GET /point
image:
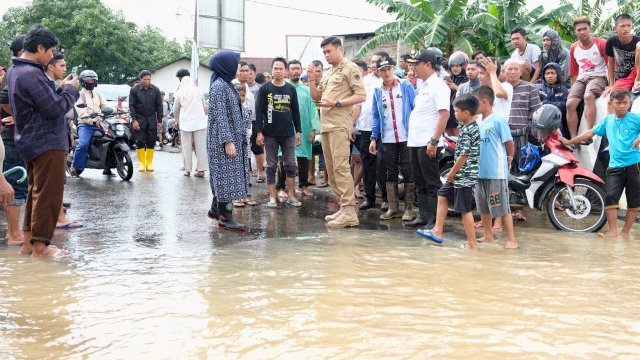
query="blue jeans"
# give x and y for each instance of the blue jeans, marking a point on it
(85, 132)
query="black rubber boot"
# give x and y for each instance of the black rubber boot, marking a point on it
(213, 211)
(225, 220)
(423, 210)
(432, 206)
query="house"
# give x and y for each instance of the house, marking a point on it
(164, 76)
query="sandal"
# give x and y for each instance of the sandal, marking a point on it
(519, 217)
(294, 203)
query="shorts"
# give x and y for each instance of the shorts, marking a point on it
(462, 198)
(588, 84)
(492, 197)
(255, 148)
(355, 145)
(620, 179)
(627, 82)
(12, 159)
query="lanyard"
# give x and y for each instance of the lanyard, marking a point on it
(393, 114)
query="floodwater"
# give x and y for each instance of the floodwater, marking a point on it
(149, 277)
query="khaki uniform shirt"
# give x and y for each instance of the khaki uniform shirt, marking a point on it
(339, 83)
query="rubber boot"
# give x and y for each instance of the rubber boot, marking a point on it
(392, 198)
(142, 158)
(149, 160)
(213, 212)
(347, 218)
(225, 219)
(409, 200)
(432, 206)
(421, 220)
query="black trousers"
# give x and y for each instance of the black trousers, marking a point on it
(303, 176)
(396, 159)
(426, 171)
(374, 169)
(147, 136)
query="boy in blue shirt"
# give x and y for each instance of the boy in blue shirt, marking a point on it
(496, 155)
(463, 175)
(623, 131)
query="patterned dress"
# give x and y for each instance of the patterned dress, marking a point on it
(229, 176)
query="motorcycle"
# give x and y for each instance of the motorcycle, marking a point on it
(109, 146)
(574, 196)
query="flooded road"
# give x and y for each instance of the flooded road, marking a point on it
(149, 277)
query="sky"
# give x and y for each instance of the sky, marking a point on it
(267, 22)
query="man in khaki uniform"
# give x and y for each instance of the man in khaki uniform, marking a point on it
(341, 87)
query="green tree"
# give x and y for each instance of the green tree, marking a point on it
(486, 25)
(93, 36)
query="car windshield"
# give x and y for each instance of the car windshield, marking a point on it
(111, 92)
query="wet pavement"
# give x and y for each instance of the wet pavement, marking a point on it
(149, 276)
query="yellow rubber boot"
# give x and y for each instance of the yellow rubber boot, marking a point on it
(149, 161)
(142, 160)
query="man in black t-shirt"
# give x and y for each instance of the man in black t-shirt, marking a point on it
(621, 50)
(278, 126)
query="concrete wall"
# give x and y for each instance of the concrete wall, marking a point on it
(165, 78)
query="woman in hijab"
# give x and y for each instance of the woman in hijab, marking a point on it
(226, 141)
(553, 51)
(189, 112)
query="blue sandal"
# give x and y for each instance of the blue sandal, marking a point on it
(429, 235)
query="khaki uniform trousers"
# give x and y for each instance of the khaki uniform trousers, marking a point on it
(336, 147)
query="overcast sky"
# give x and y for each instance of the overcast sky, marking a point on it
(267, 21)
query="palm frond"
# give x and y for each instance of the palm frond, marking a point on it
(376, 41)
(436, 31)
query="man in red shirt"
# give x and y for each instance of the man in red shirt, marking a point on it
(588, 72)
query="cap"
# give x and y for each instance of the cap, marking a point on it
(426, 56)
(385, 61)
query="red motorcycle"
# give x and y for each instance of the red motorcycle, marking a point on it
(574, 196)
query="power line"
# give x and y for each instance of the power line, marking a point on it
(315, 12)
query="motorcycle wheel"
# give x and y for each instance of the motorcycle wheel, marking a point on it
(590, 214)
(124, 165)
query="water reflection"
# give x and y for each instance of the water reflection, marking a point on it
(166, 285)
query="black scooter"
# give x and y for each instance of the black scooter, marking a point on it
(108, 148)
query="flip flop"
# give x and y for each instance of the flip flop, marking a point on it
(71, 225)
(429, 235)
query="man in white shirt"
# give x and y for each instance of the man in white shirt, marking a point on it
(588, 72)
(371, 165)
(426, 125)
(529, 54)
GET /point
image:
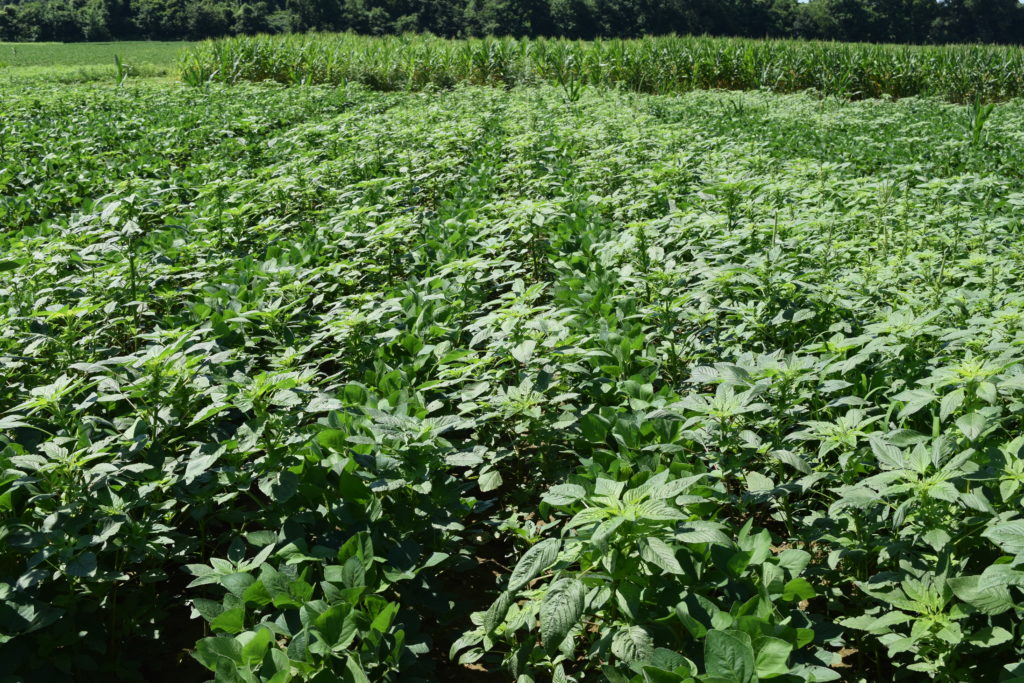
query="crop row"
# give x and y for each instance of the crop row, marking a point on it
(662, 66)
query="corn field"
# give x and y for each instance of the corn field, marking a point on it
(657, 66)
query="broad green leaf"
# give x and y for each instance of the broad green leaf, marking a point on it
(538, 558)
(560, 610)
(729, 654)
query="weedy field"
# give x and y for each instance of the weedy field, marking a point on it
(540, 384)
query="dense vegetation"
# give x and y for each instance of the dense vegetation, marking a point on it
(872, 20)
(321, 383)
(659, 66)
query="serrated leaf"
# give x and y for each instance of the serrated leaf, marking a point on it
(658, 553)
(532, 562)
(560, 610)
(632, 644)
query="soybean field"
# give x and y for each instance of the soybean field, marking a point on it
(555, 381)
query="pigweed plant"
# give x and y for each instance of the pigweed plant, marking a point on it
(325, 384)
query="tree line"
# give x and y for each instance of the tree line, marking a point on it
(868, 20)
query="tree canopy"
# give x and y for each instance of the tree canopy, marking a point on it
(869, 20)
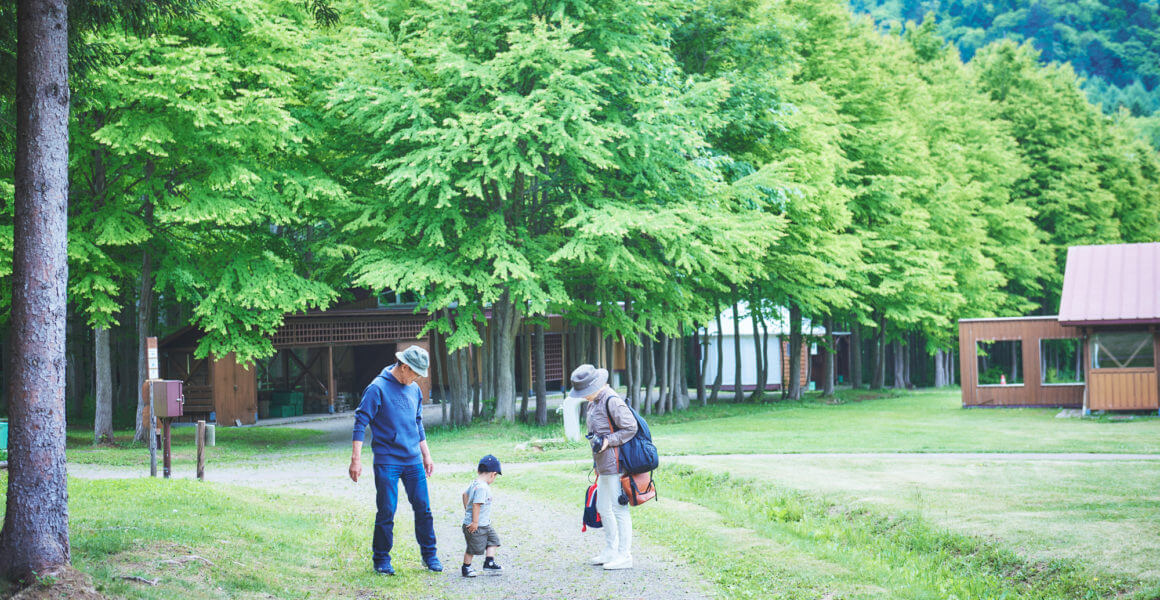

## Objective
Report how many lines of the listing above contain the string "pavement". Give only the number.

## Reply
2